__TASK DESCRIPTION__
Return each line exactly as written. Begin with the first line of the entries and end with the line that has "Target: tree reflection in water".

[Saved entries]

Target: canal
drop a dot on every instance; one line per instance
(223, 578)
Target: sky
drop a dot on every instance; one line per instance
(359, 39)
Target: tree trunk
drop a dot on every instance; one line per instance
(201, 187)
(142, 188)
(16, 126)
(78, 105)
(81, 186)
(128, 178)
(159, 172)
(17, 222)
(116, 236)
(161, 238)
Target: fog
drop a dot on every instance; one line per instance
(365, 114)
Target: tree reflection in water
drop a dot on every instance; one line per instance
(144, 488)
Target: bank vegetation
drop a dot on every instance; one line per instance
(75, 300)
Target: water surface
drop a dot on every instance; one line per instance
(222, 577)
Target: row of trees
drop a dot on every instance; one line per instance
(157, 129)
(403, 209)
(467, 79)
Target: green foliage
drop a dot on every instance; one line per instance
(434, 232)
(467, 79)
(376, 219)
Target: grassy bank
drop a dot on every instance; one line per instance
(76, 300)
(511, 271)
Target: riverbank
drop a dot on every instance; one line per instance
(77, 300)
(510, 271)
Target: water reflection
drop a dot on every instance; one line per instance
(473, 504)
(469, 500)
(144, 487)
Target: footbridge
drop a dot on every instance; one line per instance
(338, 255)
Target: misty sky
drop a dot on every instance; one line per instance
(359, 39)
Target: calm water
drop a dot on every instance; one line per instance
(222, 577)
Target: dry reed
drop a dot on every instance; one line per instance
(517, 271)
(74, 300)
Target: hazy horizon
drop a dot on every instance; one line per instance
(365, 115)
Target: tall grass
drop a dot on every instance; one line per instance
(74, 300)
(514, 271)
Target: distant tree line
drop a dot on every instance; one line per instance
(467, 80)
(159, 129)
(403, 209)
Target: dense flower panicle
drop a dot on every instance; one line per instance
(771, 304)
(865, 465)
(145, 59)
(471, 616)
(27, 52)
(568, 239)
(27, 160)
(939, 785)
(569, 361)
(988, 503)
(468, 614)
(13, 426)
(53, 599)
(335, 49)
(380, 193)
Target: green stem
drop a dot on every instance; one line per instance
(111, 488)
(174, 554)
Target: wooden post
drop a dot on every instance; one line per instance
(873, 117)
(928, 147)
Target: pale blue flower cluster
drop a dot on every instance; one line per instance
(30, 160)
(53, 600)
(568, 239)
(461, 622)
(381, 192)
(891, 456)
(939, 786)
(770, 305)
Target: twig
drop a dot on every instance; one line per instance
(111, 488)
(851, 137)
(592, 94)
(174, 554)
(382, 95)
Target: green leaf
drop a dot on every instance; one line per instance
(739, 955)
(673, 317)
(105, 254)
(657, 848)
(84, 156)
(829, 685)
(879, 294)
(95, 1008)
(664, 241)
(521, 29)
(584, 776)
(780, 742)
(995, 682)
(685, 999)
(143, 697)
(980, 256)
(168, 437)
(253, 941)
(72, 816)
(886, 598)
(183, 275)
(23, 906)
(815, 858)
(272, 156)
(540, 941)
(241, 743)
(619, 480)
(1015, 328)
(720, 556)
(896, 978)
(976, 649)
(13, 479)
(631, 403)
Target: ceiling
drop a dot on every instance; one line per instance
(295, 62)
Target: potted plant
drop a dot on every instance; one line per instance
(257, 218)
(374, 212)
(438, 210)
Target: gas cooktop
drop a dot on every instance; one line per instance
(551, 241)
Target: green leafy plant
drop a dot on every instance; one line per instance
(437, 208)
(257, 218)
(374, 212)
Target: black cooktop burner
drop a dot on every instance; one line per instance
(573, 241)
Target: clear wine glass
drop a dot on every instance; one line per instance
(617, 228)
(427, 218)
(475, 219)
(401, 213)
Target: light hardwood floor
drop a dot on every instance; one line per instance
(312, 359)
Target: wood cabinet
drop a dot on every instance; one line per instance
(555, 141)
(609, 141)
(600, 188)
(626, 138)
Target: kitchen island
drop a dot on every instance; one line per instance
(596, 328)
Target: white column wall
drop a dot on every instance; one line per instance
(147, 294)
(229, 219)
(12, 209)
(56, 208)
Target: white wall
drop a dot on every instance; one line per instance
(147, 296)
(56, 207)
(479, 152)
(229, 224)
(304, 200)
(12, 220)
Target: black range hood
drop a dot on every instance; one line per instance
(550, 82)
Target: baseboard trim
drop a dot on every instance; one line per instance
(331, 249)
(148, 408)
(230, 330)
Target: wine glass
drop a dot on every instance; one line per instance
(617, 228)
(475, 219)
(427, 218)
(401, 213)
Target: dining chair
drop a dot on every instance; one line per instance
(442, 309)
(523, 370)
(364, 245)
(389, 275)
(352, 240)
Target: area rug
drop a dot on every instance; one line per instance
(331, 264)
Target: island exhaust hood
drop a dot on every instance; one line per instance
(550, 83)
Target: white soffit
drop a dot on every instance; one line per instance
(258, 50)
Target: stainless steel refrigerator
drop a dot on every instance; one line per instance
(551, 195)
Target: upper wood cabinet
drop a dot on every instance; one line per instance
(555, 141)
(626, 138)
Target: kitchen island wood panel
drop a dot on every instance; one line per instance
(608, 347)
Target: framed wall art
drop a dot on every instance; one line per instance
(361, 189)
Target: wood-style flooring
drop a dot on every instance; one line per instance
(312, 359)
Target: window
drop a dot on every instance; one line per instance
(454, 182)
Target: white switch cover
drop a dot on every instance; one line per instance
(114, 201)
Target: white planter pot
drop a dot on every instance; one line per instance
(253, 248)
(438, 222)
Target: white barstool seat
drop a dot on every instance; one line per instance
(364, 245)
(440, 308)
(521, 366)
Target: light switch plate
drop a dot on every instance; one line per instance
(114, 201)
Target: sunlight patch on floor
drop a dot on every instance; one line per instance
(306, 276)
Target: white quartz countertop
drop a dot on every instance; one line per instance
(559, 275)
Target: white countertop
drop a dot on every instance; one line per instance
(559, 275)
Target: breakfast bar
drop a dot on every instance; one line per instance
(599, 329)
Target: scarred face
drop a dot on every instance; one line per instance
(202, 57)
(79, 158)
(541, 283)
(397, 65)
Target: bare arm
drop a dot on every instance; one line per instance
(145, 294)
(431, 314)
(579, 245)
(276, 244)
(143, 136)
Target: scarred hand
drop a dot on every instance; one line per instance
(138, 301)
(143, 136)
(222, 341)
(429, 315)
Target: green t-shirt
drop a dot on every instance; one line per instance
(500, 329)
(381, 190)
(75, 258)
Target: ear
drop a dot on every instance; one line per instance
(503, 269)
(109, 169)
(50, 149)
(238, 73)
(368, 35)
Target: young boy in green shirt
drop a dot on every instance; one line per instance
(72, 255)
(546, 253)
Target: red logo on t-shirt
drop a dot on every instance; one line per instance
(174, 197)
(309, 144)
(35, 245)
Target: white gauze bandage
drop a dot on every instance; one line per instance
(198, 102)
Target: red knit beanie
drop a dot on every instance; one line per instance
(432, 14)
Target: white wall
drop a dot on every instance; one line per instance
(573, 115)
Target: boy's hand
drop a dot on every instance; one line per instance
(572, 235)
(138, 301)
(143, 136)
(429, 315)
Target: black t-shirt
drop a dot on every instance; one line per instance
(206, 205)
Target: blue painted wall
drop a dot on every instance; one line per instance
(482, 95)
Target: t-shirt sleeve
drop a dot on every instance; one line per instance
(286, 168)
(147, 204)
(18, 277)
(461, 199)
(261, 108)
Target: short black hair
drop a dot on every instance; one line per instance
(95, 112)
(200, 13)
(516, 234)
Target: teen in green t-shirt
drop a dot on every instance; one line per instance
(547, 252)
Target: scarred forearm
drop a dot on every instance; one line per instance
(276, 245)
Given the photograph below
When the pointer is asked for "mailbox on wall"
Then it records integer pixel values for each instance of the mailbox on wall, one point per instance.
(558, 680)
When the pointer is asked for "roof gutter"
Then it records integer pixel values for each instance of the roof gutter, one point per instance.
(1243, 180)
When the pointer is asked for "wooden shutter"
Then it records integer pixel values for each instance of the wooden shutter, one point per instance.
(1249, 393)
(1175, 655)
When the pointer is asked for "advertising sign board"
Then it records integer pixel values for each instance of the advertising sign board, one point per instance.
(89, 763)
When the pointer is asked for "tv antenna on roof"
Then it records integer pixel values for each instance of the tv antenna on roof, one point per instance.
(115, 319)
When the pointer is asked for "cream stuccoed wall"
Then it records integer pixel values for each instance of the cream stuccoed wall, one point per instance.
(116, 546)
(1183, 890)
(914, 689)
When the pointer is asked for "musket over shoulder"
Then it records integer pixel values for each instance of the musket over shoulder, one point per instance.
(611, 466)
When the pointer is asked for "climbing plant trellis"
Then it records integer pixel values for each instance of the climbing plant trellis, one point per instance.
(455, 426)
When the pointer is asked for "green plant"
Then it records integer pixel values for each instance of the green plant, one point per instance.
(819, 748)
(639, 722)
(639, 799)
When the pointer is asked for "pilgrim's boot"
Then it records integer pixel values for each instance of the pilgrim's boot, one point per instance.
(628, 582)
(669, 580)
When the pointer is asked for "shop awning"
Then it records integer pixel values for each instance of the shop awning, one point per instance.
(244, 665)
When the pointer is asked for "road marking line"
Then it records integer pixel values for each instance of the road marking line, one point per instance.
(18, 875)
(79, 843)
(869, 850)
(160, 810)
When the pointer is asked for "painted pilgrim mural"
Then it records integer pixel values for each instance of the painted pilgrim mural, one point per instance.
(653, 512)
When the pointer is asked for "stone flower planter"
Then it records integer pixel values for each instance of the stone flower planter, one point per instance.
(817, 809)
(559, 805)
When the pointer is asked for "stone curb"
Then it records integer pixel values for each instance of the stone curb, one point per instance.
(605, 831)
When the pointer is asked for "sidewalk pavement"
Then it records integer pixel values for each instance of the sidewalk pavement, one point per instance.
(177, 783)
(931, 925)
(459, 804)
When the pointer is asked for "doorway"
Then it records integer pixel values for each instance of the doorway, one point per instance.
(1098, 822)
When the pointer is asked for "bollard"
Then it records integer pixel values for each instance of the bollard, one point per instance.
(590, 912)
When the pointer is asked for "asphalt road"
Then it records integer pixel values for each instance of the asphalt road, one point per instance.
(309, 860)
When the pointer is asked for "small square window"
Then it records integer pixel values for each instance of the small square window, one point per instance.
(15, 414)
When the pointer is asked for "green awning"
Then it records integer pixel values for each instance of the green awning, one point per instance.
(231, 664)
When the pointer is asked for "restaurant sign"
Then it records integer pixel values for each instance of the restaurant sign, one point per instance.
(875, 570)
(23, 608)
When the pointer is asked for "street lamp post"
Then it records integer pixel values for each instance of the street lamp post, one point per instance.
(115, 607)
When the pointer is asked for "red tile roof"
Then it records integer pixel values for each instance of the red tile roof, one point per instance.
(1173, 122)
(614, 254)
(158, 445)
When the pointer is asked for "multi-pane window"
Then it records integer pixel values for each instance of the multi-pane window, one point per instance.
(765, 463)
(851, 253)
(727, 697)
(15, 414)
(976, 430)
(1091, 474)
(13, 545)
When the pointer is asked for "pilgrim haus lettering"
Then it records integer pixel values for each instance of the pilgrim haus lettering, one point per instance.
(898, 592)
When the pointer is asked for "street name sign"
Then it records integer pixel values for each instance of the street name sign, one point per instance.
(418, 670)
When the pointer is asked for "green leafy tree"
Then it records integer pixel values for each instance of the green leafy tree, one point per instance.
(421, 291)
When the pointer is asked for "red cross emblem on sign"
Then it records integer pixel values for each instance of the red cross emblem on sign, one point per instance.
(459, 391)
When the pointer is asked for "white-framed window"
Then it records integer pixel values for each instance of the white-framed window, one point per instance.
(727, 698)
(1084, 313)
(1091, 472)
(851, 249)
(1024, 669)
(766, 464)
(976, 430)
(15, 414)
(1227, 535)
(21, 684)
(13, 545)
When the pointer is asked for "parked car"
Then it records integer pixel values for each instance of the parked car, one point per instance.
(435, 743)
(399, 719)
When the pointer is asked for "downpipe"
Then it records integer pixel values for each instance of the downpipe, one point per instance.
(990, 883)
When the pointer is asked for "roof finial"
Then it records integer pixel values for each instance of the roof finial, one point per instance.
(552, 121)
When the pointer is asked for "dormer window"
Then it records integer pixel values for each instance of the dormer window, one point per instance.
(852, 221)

__FINISHED EXERCISE__
Target: canal
drop a dot on every instance; one line per instance
(223, 578)
Target: sky
drop a dot on every instance; one line per instance
(359, 39)
Target: tree trunk
drop a dot on every instance; one line per instance
(201, 187)
(142, 188)
(16, 126)
(78, 105)
(81, 186)
(128, 178)
(159, 172)
(17, 222)
(116, 236)
(161, 238)
Target: fog
drop a dot on every instance; one line per instance
(365, 114)
Target: tree reflection in water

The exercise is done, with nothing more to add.